__WHAT IS REQUIRED__:
Please render the material below as a Markdown table with the columns Row and Text, starting at the beginning of the material and ending with the line that contains "positive clicks: (59, 39) (55, 36) (24, 33)". Give one line per row, numbered in order, skip any blank lines, and leave the pictures out.

__RECORDS SUPPLIED__:
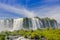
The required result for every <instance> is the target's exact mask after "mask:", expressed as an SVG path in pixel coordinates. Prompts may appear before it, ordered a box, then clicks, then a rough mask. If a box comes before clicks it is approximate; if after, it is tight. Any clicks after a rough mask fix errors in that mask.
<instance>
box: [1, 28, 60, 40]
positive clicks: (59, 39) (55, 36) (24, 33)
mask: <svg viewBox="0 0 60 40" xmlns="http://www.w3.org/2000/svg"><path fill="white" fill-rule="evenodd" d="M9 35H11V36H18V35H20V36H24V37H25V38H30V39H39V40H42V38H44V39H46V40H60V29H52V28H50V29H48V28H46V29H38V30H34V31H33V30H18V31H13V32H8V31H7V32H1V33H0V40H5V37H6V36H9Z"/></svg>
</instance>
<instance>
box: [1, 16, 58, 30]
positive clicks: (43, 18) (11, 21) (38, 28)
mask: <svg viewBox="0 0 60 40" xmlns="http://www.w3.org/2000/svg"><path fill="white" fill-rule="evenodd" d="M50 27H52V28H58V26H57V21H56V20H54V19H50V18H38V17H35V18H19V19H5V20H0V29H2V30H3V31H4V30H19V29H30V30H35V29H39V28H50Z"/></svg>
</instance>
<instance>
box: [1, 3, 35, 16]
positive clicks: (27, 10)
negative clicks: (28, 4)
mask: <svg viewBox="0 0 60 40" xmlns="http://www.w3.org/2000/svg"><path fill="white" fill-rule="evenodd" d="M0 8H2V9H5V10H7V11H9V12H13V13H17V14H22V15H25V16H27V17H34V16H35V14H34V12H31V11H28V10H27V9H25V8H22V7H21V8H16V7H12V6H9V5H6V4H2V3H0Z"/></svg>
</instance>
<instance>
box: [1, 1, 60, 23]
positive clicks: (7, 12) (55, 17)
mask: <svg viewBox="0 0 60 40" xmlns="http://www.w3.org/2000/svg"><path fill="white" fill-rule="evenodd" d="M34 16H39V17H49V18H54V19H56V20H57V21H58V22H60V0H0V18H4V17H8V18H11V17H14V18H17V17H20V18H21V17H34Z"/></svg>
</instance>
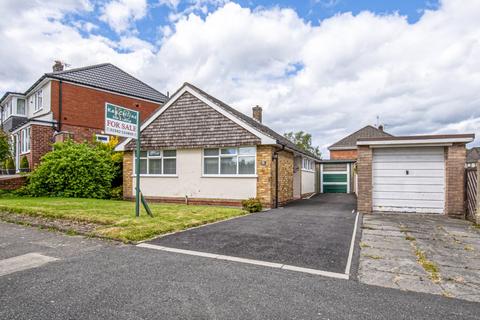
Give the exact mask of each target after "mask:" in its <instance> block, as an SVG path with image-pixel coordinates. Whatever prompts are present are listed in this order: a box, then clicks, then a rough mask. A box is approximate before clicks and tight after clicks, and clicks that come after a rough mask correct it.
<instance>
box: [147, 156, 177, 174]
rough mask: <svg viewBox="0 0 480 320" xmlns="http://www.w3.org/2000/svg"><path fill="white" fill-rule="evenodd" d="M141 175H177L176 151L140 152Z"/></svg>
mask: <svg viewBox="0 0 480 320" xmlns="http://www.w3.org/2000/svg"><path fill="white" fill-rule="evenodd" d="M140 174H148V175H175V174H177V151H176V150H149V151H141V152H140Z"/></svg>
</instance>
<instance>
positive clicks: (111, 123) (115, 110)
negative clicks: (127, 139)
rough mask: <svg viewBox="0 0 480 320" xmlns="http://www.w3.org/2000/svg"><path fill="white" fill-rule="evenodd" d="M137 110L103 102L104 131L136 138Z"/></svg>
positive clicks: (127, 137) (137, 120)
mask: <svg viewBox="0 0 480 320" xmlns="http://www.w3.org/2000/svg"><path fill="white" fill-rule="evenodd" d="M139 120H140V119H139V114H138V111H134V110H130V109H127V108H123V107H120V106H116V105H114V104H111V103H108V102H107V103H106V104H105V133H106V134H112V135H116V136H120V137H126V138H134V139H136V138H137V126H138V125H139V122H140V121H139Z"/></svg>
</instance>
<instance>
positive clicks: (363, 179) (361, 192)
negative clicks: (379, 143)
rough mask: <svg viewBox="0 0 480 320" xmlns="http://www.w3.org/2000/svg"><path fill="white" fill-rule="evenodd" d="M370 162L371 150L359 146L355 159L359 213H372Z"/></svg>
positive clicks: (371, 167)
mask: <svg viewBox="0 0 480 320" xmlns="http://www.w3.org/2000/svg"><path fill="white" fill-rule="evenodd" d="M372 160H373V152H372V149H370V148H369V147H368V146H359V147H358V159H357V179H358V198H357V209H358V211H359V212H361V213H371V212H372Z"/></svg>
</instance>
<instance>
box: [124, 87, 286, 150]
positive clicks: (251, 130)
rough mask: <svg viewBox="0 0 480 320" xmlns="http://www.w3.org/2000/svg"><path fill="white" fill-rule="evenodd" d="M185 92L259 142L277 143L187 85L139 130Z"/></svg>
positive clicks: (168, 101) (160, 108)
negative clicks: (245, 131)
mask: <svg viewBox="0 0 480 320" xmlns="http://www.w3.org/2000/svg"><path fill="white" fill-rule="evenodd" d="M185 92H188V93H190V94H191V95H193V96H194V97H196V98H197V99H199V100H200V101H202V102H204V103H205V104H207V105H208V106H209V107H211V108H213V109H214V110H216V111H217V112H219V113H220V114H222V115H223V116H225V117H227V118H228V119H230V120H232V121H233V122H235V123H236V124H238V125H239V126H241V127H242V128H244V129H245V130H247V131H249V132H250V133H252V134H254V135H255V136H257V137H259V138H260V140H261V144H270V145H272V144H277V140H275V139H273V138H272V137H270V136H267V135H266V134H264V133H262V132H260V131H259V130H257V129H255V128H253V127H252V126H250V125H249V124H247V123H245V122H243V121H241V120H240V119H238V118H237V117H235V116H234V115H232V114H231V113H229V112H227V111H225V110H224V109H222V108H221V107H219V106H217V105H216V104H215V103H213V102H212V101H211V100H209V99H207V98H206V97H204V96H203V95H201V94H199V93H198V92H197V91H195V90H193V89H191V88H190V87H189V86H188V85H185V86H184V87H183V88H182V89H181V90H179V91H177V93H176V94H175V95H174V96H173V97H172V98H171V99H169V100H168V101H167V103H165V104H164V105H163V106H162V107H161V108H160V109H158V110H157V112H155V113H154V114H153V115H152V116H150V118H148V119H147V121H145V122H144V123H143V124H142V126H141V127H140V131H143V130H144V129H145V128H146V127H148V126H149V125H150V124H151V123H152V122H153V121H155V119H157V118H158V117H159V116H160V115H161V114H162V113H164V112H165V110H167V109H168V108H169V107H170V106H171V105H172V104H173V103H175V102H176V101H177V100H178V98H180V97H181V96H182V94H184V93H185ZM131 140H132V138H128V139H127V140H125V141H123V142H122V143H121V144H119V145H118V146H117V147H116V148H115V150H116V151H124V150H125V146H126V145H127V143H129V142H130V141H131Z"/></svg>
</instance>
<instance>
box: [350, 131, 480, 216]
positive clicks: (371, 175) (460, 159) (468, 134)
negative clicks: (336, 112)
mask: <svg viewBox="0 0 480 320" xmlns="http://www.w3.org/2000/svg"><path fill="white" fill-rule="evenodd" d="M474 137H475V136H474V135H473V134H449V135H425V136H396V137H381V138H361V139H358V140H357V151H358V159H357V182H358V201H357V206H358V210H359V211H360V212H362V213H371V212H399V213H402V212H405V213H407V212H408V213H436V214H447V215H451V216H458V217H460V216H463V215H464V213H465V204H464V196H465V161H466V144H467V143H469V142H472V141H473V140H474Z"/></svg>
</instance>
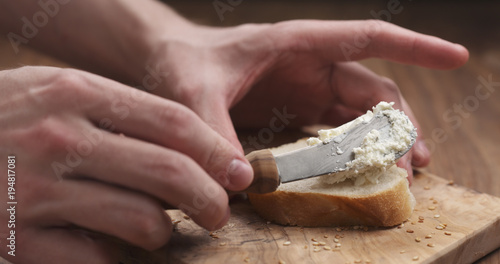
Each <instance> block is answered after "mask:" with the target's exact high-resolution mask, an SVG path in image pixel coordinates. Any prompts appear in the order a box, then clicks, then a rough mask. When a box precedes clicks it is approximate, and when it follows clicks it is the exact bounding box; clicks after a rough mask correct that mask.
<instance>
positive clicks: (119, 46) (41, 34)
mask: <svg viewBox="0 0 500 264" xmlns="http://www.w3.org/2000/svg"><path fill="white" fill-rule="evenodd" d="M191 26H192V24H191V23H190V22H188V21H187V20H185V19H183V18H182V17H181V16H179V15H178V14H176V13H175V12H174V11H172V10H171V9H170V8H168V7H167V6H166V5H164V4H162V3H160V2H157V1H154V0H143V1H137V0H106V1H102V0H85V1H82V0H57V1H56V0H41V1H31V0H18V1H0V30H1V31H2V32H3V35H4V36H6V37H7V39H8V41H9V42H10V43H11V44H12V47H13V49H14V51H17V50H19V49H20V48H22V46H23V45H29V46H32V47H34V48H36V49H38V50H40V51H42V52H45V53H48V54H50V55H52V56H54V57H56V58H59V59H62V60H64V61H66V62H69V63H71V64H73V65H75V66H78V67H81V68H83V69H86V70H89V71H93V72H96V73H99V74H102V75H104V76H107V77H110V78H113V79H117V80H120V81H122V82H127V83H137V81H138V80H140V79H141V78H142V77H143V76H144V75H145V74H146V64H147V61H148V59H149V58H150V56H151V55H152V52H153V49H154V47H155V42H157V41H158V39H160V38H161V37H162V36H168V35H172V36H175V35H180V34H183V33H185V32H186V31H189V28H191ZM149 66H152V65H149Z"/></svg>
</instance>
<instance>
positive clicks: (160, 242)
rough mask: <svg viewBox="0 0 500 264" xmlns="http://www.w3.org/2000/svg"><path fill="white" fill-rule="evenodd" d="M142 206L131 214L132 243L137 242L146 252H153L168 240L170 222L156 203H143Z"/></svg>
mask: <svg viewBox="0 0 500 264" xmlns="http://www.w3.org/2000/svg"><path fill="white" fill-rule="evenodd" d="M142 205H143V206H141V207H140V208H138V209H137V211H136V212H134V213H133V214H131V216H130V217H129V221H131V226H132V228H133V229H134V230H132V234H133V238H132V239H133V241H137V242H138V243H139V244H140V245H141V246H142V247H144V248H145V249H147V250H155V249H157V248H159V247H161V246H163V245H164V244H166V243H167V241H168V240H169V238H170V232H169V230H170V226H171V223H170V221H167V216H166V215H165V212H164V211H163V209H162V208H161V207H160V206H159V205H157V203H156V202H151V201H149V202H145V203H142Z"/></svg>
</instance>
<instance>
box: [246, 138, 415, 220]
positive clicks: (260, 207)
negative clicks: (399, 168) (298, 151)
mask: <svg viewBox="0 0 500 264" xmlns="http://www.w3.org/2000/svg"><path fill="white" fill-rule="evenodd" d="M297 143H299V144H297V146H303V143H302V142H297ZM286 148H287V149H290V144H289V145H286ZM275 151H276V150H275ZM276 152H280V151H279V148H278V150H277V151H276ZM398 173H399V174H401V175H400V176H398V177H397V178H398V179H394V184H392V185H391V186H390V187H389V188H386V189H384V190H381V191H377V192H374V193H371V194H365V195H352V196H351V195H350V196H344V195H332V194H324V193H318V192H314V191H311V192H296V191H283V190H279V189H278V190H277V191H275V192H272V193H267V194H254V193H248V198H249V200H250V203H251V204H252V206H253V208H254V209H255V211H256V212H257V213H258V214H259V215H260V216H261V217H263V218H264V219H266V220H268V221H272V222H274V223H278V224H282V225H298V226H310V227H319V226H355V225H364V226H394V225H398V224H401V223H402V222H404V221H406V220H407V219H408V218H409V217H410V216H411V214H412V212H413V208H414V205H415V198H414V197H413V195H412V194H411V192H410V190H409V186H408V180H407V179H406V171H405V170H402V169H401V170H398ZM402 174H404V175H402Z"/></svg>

__OUTPUT OF THE EXERCISE__:
| Row | Text |
|---|---|
| 1 | The required result for every <instance> is the target's exact mask after "mask:", expressed as an SVG path in pixel coordinates. Prompts may appear before it, ordered a box, then clicks, then a rough mask. If a box comes before clicks it is approximate; if after, it is tight. Any clicks after a rough mask fix errors in that mask. |
| 2 | <instance> |
| 3 | box: [1, 28, 60, 40] |
| 4 | positive clicks: (59, 39) (55, 36) (24, 33) |